***** Фрагмент текста *****
Я открыл глаза. Очень низко надо мной сходилась дощатая двускатная крыша, густо звенели потревоженные комары, ноздри щекотал мягкий, сыроватый запах свежего сена, а в щели по краям маленькой дверцы у моих ног било яркое утреннее солнце, и в узких лучиках его таял, растворялся последний нечистый. И я наконец-то в полной мере осознал: я в Латгалии (Латгалия — название одной из четырех культурно-исторических областей Латвии.) , в семье потомственных гончаров.
Еще вчера лил обложной дождь, и «Москвич», на котором секретарь Резекненского райкома комсомола взялся доставить меня в гончарное село Силаяни, без конца застревал на размокшей дороге. Мы ворчливо вылезали, с грехом пополам вызволяли машину из грязи. Наконец «Москвич» сел по самое днище, и мотор заглох вовсе: Оказавшийся неподалеку — по счастью — трактор потащил машину расстроенного секретаря назад, а я направился к видневшимся неподалеку избам — Ушпелис? Антон Антонович? — переспросил меня седой старик в первой же попавшейся усадьбе. — Кто же не знает Ушпеля? Во-он крыши, видите? А вы, к слову сказать, зачем к нему? — Старик с любопытством и чуть ли не с подозрением разглядывал мой мокрый, заляпанный глиной плащ. — О! Керамика! — оживился он. — Здесь раньше много было мастеров. Я сам крутил. Нас сорок семей было — все село почти. А теперь вот Ушпель да еще Чернявский остались. У Ушпеля сыновья работают, куда же мне за ними гнаться...
***** Представленные записи *****
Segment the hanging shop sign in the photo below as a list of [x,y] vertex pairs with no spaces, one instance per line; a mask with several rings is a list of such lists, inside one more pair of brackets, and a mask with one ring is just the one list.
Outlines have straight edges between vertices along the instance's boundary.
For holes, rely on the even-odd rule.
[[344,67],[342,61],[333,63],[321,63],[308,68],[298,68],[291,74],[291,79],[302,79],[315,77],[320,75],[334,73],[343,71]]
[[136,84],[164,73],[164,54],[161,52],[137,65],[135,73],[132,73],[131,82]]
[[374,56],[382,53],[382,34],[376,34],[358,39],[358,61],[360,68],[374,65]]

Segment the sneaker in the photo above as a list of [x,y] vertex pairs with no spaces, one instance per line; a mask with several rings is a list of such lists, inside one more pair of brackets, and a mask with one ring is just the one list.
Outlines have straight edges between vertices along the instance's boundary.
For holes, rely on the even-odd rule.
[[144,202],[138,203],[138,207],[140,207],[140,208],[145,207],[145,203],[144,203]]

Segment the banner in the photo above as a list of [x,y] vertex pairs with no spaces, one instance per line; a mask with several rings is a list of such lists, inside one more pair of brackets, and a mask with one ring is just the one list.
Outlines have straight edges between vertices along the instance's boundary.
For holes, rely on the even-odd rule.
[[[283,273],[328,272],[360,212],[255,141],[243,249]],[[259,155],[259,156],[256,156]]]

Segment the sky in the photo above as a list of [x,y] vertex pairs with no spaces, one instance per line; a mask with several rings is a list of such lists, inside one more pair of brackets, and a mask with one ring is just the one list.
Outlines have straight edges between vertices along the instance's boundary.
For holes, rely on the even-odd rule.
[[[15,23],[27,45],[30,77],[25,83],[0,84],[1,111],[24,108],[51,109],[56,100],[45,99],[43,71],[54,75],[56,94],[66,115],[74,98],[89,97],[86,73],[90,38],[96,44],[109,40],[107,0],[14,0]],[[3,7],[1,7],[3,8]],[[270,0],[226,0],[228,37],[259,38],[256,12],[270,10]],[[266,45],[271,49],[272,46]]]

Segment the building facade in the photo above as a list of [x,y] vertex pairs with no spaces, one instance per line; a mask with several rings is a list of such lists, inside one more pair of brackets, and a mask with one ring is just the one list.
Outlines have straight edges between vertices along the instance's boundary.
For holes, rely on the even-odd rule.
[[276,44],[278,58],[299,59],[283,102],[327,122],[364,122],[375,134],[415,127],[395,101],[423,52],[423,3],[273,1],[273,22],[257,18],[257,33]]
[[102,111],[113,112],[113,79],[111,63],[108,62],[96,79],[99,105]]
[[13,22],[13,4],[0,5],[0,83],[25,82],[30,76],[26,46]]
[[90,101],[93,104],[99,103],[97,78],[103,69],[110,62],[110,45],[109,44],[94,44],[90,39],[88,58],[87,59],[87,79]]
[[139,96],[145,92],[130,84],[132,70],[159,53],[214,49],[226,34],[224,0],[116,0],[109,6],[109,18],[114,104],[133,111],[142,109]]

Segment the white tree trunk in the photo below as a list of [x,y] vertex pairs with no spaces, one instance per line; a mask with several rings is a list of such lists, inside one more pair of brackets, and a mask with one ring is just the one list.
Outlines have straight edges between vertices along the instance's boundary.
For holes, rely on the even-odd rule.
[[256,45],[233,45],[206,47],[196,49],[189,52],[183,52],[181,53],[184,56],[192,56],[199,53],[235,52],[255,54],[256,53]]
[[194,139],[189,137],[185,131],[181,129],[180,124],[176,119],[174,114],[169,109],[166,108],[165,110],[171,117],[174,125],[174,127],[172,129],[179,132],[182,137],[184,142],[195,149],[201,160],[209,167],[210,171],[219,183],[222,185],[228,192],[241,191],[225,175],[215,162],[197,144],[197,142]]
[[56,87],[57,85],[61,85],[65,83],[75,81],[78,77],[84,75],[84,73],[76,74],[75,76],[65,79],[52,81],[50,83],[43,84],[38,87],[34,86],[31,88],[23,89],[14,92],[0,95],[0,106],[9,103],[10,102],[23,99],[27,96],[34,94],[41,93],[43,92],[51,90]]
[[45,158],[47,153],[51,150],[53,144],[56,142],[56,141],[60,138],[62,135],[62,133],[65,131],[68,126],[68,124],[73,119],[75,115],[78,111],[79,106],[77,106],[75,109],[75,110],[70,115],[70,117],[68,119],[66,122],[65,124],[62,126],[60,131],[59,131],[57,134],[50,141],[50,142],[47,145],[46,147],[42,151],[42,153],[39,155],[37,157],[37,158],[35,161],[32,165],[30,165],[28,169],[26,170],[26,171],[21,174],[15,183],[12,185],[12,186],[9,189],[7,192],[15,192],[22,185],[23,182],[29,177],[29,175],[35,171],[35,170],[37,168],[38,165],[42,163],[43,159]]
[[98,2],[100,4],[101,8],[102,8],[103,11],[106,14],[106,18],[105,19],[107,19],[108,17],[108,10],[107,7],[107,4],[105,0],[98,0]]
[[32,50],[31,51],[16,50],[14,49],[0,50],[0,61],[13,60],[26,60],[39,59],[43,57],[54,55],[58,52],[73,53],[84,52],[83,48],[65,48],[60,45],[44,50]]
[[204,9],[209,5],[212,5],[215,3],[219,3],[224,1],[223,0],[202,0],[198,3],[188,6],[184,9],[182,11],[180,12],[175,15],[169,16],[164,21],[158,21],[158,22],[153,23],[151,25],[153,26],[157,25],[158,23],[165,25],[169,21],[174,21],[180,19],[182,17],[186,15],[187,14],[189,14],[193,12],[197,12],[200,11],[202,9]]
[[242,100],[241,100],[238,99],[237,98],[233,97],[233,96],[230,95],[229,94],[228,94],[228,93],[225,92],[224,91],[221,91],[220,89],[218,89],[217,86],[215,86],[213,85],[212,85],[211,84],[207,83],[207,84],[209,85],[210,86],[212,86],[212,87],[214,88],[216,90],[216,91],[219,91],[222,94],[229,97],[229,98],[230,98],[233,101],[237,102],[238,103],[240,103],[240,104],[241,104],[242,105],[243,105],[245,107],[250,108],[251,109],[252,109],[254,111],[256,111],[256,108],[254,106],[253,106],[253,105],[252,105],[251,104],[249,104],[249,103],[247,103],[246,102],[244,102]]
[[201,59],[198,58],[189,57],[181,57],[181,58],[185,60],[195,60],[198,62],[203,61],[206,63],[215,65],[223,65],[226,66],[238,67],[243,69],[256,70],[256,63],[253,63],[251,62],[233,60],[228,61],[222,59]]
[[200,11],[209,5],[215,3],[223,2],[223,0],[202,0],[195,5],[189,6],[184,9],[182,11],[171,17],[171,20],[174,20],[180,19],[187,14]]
*****
[Задание]:
Продолжите текст о поездке в латгальское гончарное село Силаяни, начав сразу после его последнего предложения. Записи никак не связаны с текстом.

[Результат задания]:
Об Ушпелисах я узнал в Латвийском этнографическом музее в Баложи, под Ригой. Юрис Индан, заместитель директора музея, долго водил меня по территории, показывал латгальскую крестьянскую усадьбу, терпеливо ждал, пока я вылезу из домика гончара, сохранившегося с конца прошлого века и перенесенного в музей, и наконец отпер для меня дверь художественного фонда музея.
Я замер. От пола до потолка на стеллажах светилась керамика. Веселые зайчики играли на желтых, синих, зеленых боках глазурованных кувшинов, немыслимо извивались стебли подсвечников, скакали на приземистых лошаденках всадники, а рядом настороженно вытягивали шеи дикие лошади, и среди них какие-то совершенно особенные — о семи головах... Наконец, около одной из стен толпилась целая артель разноцветных чертей. Я бы долго, наверное, еще разглядывал эти полуигрушки-полуамулеты, но мое внимание сразу привлек один маленький чертик: на плечах у него не было головы, и он беспечно тащил ее куда-то под мышкой. Я вопросительно оглянулся на Индана.
— Это работа Шмуланса, — объяснил Юрис Янович, — а это Ушпелисов. Поезжайте в Силаяни. Это недалеко от Прейли. Почти все лучшие латгальские мастера оттуда. Там вам каждый покажет дорогу к Ушпелисам...
Черта без головы слепил все-таки не Ушпелис, а Антон Шмуланс, керамист из Лудзы. Не так давно случилось несчастье: Шмуланс утонул. Старый Ушпелис, едва услышал печальную весть, тут же прекратил лепить чертей — тема, которую он только-только осваивал. «Эти черти Шмулана-то в озеро и утянули, — горевал он. — Лепил, лепил — вот и накликал беду...»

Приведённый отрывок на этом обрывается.